[Some entries]

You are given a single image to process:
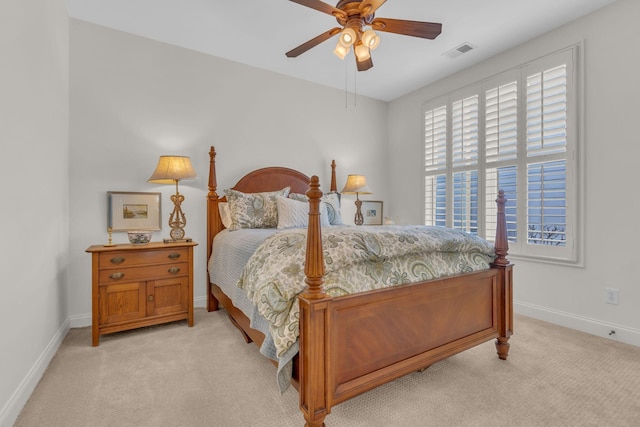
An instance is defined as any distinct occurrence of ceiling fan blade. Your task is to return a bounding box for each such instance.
[360,0,387,15]
[356,56,373,71]
[371,18,442,39]
[285,27,342,58]
[290,0,347,18]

[Exercise description] Pull out each line from the entries above that contains the word 'single'.

[Final answer]
You are given a single image to process:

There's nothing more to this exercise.